Region annotation items:
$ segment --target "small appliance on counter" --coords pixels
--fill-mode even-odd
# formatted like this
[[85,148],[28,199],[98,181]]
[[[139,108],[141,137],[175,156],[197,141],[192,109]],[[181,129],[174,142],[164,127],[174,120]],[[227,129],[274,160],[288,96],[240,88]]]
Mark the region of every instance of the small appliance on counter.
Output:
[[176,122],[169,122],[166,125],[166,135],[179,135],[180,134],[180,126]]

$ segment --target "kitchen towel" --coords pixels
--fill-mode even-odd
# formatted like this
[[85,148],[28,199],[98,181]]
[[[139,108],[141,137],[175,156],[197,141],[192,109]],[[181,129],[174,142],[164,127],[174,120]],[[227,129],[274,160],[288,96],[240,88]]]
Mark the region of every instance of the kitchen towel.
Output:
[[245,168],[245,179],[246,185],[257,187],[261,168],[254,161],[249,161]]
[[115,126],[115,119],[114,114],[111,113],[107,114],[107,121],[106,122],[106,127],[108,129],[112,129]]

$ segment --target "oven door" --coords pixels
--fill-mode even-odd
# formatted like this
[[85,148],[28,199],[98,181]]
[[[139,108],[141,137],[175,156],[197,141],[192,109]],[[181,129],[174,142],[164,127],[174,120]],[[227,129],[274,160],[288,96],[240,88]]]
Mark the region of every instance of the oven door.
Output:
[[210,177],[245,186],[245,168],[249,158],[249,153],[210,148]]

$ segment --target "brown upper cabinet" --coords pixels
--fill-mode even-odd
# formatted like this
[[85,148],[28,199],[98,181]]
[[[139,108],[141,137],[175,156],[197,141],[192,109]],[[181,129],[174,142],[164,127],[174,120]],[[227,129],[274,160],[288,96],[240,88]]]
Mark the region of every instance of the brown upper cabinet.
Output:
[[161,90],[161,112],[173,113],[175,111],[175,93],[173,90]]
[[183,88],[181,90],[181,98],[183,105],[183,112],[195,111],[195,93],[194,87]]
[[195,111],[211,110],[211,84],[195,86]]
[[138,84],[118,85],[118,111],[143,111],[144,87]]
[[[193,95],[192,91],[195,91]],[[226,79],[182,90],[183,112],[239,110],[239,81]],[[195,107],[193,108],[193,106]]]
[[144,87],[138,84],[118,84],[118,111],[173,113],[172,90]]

THE PROBLEM: Report every line of the data above that contains the string "brown", treating uppercase and lowercase letters as distinct.

TASK RESULT:
$ segment --target "brown upper cabinet" --coords pixels
Mark the region of every instance of the brown upper cabinet.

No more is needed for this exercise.